(Records drawn from a dataset)
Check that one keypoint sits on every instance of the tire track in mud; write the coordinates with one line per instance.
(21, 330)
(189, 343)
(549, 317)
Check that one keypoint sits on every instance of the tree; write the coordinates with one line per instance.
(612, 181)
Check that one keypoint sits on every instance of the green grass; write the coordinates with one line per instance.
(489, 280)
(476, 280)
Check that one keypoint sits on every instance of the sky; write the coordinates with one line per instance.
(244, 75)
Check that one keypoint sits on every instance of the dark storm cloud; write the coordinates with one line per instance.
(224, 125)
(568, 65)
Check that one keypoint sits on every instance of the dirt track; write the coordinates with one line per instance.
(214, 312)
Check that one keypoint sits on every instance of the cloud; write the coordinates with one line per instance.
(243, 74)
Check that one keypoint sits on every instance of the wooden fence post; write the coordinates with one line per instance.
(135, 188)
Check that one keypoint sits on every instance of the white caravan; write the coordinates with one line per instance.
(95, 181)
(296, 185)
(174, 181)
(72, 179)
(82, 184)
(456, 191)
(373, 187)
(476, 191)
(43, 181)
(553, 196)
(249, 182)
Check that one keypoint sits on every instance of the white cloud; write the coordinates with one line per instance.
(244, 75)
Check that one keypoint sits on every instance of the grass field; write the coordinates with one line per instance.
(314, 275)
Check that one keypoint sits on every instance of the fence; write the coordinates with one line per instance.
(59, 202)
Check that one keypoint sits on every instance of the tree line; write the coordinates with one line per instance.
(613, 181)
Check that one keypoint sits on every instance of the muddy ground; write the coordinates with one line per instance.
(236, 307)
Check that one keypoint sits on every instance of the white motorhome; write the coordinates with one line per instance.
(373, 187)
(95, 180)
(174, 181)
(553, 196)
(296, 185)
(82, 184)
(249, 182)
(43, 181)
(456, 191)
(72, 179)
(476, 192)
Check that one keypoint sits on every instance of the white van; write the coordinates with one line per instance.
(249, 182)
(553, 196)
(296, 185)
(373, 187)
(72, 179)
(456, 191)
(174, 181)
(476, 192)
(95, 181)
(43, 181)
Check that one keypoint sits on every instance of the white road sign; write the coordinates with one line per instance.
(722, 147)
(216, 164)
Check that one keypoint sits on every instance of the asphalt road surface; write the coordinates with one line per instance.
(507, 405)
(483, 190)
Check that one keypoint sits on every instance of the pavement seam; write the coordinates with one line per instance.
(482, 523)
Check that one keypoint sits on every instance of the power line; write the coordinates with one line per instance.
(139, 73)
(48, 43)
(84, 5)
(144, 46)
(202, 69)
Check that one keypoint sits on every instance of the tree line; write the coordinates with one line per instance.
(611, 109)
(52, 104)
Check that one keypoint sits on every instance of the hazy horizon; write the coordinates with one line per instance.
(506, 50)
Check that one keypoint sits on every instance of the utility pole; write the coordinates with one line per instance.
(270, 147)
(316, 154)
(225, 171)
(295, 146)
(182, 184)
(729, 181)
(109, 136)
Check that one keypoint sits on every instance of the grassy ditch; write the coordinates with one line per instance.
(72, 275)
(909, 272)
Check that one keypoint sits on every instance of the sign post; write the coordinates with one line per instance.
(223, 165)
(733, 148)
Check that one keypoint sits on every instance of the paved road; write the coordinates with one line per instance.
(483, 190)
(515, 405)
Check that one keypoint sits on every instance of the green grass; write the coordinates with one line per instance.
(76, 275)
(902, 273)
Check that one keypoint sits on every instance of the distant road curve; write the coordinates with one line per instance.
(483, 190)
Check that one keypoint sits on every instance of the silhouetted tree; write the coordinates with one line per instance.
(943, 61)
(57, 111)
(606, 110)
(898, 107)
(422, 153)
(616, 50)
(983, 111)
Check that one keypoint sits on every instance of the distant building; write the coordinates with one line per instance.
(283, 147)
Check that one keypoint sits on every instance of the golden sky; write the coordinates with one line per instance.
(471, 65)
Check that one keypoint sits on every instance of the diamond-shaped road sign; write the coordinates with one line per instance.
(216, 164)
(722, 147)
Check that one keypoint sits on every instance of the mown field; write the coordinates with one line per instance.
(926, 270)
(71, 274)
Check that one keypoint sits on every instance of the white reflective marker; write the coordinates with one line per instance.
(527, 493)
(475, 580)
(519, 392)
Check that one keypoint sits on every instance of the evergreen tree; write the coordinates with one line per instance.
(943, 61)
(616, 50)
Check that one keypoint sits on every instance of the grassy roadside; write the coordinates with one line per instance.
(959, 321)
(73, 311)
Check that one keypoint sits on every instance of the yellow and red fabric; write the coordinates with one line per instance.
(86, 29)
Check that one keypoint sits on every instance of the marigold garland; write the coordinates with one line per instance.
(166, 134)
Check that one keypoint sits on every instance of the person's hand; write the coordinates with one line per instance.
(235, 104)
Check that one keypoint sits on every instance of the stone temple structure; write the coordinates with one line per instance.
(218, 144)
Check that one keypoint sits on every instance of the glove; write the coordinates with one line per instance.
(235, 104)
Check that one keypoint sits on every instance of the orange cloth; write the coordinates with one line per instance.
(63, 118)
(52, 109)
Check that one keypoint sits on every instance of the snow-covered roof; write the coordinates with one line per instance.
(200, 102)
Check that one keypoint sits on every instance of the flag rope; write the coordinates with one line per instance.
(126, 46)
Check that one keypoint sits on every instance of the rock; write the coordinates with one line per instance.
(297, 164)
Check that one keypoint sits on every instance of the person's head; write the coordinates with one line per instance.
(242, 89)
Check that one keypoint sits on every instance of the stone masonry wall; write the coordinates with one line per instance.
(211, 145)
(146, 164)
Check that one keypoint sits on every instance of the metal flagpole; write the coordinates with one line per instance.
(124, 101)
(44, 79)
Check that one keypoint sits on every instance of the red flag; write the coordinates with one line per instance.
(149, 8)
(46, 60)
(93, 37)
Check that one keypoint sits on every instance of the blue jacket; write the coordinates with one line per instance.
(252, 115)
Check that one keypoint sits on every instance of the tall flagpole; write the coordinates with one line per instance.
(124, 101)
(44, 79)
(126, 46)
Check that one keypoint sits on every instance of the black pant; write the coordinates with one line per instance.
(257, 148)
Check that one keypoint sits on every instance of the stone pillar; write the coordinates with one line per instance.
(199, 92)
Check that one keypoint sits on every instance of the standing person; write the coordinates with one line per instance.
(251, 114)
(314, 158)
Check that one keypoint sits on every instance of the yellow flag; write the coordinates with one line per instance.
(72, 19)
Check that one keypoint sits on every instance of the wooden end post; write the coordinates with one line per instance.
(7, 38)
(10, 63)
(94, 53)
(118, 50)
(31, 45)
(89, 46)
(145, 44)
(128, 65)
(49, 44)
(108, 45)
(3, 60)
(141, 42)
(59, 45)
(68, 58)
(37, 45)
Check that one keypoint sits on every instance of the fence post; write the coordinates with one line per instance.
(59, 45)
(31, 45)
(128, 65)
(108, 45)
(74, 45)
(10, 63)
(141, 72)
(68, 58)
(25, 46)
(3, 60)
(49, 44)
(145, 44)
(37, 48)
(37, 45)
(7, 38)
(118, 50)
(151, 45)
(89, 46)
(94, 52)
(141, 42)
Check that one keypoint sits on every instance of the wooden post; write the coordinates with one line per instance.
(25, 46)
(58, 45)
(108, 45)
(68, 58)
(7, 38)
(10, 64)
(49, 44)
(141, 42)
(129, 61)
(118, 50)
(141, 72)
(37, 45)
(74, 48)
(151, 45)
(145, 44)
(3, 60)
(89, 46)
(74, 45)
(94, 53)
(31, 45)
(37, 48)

WHAT YOU ARE ASKED TO DO :: Reproduce all data above, unchanged.

WRITTEN RESPONSE ::
Check that one keypoint sits on every instance of the tire track in mud; write the coordinates with one line per instance.
(21, 330)
(189, 343)
(549, 317)
Check that one keypoint sits on every instance of the tree; write the coordinates with one line per instance.
(612, 181)
Check that one keypoint sits on every instance of the green grass; write the coordinates with one line per instance.
(489, 280)
(476, 280)
Check that one keypoint sits on every instance of the sky; write the coordinates with one line per instance.
(244, 75)
Check that one keypoint sits on every instance of the dark storm cloud; write the coordinates with one line per instance.
(224, 125)
(568, 65)
Check that one keypoint sits on every instance of the dirt track; write the coordinates with one line per instance.
(214, 312)
Check that one keypoint sits on every instance of the cloud; write the coordinates with one line per instance.
(243, 74)
Check that one keypoint sits on every instance of the wooden fence post; write the coordinates with one line per instance.
(135, 188)
Check that one keypoint sits on every instance of the white caravan; write the coordinates with one line per instance.
(95, 181)
(296, 185)
(174, 181)
(72, 179)
(82, 184)
(456, 191)
(373, 187)
(476, 191)
(43, 181)
(553, 196)
(249, 182)
Check that one keypoint sits on every instance of the white cloud; write the coordinates with one line per instance.
(244, 75)
Check that one keypoint sits on every instance of the grass field; write the coordinates with one line per instance.
(314, 275)
Check that one keypoint sits on every instance of the fence; write the coordinates with one line per instance.
(59, 202)
Check that one keypoint sits on every instance of the tree line; write the coordinates with one line per instance.
(613, 181)
Check that one keypoint sits on every instance of the muddy ground; write the coordinates with one line per instance.
(236, 307)
Check that one keypoint sits on every instance of the white motorhome; write the coordinates with one line per instance.
(373, 187)
(95, 180)
(174, 181)
(553, 196)
(296, 185)
(82, 184)
(249, 182)
(43, 181)
(456, 191)
(72, 179)
(476, 192)
Check that one keypoint sits on every instance of the white van; write the coordinates with one line per instance.
(249, 182)
(553, 196)
(296, 185)
(373, 187)
(72, 179)
(456, 191)
(174, 181)
(476, 192)
(95, 181)
(43, 181)
Check that one keypoint sits on every instance of the white road sign; write the coordinates with one line per instance.
(722, 147)
(216, 164)
Check that one keypoint sits on every instance of the asphalt road surface; write the coordinates with one line per instance.
(507, 405)
(483, 190)
Check that one keypoint sits on every instance of the pavement seam; write the coordinates with one line per instance.
(482, 523)
Check that one keypoint sits on every instance of the power line; write the coordinates with one line per instance.
(139, 73)
(48, 43)
(84, 5)
(144, 46)
(202, 69)
Check that one keypoint sits on every instance of the tree line; write the coordinates with one line per instance.
(611, 109)
(52, 104)
Check that one keypoint sits on every instance of the hazy horizon; write the coordinates with one line per instance.
(506, 50)
Check that one keypoint sits on every instance of the utility pole; write the coordinates with one line per instance.
(270, 147)
(316, 154)
(225, 171)
(295, 146)
(182, 184)
(729, 181)
(109, 136)
Check that one keypoint sits on every instance of the grassy ditch; write the coordinates with one line per instance.
(72, 275)
(909, 272)
Check that one keypoint sits on every instance of the sign post; write the coordinates with one line per instance.
(223, 165)
(733, 148)
Check that one keypoint sits on every instance of the paved road; write the coordinates with one line per instance.
(483, 190)
(515, 405)
Check that one keypoint sits on every instance of the green grass; write the coordinates with one line per instance.
(76, 275)
(902, 273)
Check that one keypoint sits on every instance of the distant road curve; write the coordinates with one line per instance.
(483, 190)
Check that one keypoint sits on every instance of the silhouetted tree; write the coordinates with one line per instance.
(943, 61)
(57, 111)
(606, 110)
(898, 107)
(422, 153)
(616, 50)
(983, 111)
Check that one keypoint sits on every instance of the distant building; write the coordinates with one line per instance.
(283, 147)
Check that one keypoint sits on every instance of the golden sky; write the coordinates with one line per instance.
(471, 65)
Check that one keypoint sits on every instance of the diamond-shaped road sign; write the coordinates with one line per instance.
(216, 164)
(722, 147)
Check that one keypoint sits on every instance of the mown field; write the coordinates with one line per instance.
(926, 270)
(71, 274)
Check that one keypoint sits on every instance of the white reflective marker; write the coordinates with one line per instance.
(527, 493)
(475, 580)
(519, 392)
Check that one keypoint sits on every instance of the evergreen tree; write the coordinates with one line per instance.
(943, 61)
(616, 50)
Check that one keypoint sits on every instance of the grassy roadside; write the coordinates with one line per instance.
(959, 321)
(73, 311)
Check that one keypoint sits on every instance of the yellow and red fabric; write the coordinates with one line per instance.
(86, 29)
Check that one keypoint sits on every instance of the marigold garland; write the coordinates with one line per instance.
(166, 134)
Check that one keypoint sits on every instance of the person's hand; write the coordinates with one line per instance.
(235, 104)
Check that one keypoint sits on every instance of the stone temple structure; write the coordinates with one line per instance.
(218, 144)
Check that one keypoint sits on every instance of the glove; write the coordinates with one line per instance.
(235, 104)
Check that one keypoint sits on every instance of the orange cloth; write the coordinates with one line per instance.
(63, 118)
(52, 109)
Check that one keypoint sits on every instance of the snow-covered roof; write the coordinates with one line per instance.
(200, 102)
Check that one keypoint sits on every instance of the flag rope; write the coordinates with one line per instance.
(126, 46)
Check that one keypoint sits on every instance of the rock; write the coordinates with one line per instance.
(297, 164)
Check that one keypoint sits on every instance of the person's head; write the coordinates with one line per instance.
(242, 89)
Check that one keypoint sits on every instance of the stone masonry wall; write the coordinates with one line per instance.
(211, 145)
(146, 164)
Check that one keypoint sits on every instance of the metal flagpole; write the coordinates with one line per instance.
(124, 101)
(44, 79)
Check that one keypoint sits on every instance of the red flag; write the coordinates with one line per instance.
(149, 8)
(46, 60)
(93, 37)
Check that one keypoint sits on every instance of the blue jacket; write the coordinates with one line per instance.
(252, 115)
Check that one keypoint sits on every instance of the tall flagpole; write the coordinates with one line per instance.
(124, 101)
(44, 79)
(126, 46)
Check that one keypoint sits on every instance of the black pant; write the coordinates with one line per instance.
(257, 148)
Check that one keypoint sits on every instance of the stone pillar; write the coordinates with one line per instance.
(199, 92)
Check that one keypoint sits on every instance of the standing person; write the coordinates with one line per instance.
(251, 114)
(314, 158)
Check that one keypoint sits on every instance of the yellow flag; write the coordinates with one line per instance.
(72, 19)
Check that one keypoint sits on every instance of the wooden end post; write the coordinates with one line per instance.
(7, 38)
(10, 63)
(94, 53)
(118, 50)
(31, 45)
(89, 46)
(145, 44)
(128, 65)
(49, 44)
(108, 45)
(3, 60)
(141, 42)
(59, 45)
(68, 58)
(37, 45)
Check that one keypoint sits on every instance of the fence post; write the coordinates with one line per instance.
(59, 45)
(31, 45)
(128, 65)
(108, 45)
(74, 45)
(10, 63)
(141, 72)
(68, 58)
(25, 46)
(3, 60)
(49, 44)
(145, 44)
(37, 48)
(37, 45)
(7, 38)
(118, 50)
(151, 45)
(89, 46)
(94, 52)
(141, 42)
Check that one keypoint sits on every instance of the wooden post; write the coordinates with one line per instance.
(25, 46)
(58, 45)
(108, 45)
(68, 58)
(7, 38)
(10, 64)
(49, 44)
(141, 42)
(129, 61)
(118, 50)
(141, 72)
(37, 45)
(74, 48)
(151, 45)
(145, 44)
(3, 60)
(89, 46)
(74, 45)
(94, 53)
(31, 45)
(37, 48)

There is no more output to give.